Problem description
Give back the line in the listing below that contains "leaf in the photo above." and all remaining lines, retyped exactly, through the last line.

Dataset records

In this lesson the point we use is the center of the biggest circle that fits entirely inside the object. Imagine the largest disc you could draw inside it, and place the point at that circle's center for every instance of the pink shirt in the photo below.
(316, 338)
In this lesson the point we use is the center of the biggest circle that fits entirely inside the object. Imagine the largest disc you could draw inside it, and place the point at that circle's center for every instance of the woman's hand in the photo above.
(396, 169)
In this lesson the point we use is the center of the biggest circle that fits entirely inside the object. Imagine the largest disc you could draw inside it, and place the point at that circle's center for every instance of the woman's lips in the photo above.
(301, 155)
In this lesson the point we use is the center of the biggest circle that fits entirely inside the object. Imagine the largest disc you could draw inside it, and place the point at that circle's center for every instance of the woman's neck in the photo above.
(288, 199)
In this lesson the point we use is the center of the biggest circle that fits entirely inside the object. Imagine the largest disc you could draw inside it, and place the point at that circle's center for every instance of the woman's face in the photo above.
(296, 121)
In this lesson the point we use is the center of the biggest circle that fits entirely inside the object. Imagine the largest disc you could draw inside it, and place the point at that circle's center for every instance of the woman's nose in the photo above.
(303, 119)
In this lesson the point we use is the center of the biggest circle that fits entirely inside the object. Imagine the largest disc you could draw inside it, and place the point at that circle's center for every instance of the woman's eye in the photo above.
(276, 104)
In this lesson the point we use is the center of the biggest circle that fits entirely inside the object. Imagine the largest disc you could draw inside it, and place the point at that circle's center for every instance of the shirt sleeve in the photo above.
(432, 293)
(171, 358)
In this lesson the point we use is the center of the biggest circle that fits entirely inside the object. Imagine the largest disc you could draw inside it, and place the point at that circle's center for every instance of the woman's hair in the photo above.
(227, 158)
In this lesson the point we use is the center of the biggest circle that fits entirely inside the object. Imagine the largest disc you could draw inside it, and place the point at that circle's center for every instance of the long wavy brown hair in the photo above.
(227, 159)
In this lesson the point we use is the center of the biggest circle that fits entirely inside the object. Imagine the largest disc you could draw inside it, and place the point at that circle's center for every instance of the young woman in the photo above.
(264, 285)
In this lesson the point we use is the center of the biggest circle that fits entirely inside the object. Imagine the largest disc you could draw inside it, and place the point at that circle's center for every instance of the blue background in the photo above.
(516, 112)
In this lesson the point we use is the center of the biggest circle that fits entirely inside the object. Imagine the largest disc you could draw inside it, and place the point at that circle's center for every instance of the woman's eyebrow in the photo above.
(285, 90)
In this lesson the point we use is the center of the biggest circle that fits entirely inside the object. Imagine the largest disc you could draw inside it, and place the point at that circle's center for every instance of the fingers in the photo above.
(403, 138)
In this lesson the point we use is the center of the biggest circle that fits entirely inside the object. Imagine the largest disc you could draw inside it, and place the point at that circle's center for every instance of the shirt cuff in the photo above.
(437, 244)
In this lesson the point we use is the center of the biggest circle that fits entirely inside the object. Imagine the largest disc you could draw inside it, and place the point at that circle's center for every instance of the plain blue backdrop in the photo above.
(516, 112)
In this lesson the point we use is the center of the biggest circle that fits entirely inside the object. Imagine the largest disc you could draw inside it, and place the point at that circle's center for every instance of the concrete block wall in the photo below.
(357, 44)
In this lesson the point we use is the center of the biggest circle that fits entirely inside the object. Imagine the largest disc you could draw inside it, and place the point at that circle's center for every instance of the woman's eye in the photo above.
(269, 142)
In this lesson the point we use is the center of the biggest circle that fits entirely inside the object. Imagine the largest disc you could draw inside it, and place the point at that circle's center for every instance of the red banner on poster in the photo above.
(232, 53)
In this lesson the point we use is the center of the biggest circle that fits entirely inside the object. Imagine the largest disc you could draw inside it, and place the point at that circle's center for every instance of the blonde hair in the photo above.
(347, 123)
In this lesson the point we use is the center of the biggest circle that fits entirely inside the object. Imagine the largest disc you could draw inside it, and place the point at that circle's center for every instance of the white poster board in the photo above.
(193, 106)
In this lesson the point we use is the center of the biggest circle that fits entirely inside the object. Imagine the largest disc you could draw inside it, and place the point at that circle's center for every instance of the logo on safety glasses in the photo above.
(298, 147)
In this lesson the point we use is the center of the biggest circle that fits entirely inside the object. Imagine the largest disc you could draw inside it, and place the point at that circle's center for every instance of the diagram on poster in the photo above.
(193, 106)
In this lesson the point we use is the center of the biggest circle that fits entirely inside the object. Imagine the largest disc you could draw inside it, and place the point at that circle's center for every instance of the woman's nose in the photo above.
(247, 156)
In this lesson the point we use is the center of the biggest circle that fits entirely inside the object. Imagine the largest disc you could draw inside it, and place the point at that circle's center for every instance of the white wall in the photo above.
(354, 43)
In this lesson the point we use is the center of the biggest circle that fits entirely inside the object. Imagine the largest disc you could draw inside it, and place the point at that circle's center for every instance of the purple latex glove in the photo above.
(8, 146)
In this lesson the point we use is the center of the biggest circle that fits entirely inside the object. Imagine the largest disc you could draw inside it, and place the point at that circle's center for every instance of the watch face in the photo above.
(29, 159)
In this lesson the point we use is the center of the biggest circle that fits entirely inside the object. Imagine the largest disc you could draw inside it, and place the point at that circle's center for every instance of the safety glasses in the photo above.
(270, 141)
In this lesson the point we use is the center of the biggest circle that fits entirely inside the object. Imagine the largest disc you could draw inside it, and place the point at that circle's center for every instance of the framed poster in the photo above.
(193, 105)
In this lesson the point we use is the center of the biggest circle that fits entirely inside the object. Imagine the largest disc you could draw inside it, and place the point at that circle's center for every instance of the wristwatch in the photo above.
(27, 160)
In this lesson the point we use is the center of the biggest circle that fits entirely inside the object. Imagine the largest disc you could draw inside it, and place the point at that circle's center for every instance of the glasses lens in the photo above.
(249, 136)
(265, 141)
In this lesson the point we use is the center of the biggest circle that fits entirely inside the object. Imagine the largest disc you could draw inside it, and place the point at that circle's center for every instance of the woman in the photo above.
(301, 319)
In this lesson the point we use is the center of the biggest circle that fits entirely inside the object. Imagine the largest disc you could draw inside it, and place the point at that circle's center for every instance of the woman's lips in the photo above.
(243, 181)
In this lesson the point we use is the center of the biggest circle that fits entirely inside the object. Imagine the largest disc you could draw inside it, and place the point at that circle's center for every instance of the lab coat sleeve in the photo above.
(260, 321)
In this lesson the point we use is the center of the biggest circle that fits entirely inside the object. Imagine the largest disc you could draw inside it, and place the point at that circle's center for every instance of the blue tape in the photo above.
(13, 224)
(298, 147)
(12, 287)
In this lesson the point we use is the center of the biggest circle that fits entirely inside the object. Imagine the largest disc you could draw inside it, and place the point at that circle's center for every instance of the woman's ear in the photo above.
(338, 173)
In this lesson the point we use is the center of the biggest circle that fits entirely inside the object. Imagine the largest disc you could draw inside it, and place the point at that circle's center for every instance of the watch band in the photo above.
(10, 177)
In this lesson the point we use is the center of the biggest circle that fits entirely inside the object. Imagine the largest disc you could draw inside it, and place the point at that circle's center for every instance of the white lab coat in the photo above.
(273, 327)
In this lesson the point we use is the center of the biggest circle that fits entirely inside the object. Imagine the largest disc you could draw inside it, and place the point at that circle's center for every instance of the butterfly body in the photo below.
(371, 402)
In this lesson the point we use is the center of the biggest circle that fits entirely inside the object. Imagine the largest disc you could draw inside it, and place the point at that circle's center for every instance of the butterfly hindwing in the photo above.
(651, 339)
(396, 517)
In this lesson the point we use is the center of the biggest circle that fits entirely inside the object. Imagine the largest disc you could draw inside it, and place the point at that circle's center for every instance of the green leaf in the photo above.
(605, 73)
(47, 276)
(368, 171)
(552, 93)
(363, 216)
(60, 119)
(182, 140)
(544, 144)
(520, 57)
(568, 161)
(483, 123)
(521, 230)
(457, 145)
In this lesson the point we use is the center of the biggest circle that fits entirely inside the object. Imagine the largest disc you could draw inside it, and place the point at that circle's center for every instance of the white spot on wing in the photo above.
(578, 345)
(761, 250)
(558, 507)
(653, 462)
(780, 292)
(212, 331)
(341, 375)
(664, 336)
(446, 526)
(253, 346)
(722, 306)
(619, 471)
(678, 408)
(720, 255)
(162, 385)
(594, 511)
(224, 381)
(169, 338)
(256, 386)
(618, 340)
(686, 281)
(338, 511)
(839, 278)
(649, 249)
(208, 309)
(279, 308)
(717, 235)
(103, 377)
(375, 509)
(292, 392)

Completed exercise
In this lesson the point we use is the center of the biggest circle that fits entirely inside the object. Imagine the largest disc you could draw inside it, and place the point at that circle's center for every instance of the green leaf in the photo above.
(605, 73)
(47, 276)
(368, 171)
(552, 93)
(363, 216)
(60, 119)
(182, 140)
(544, 144)
(520, 57)
(568, 161)
(483, 123)
(521, 230)
(457, 145)
In this lesson the point we use is the center of the biggest circle that fits entirely inside the object. Imagine the largest disc you could draw inside it, and place the point at that circle's center for every instance of the white spot on wing in the photo above.
(578, 345)
(761, 250)
(558, 507)
(653, 462)
(780, 292)
(212, 331)
(341, 375)
(664, 336)
(446, 526)
(253, 346)
(722, 306)
(619, 471)
(678, 408)
(720, 255)
(162, 385)
(594, 511)
(224, 381)
(169, 338)
(256, 386)
(618, 340)
(686, 281)
(338, 511)
(839, 278)
(649, 249)
(208, 309)
(279, 308)
(717, 235)
(103, 377)
(375, 509)
(292, 392)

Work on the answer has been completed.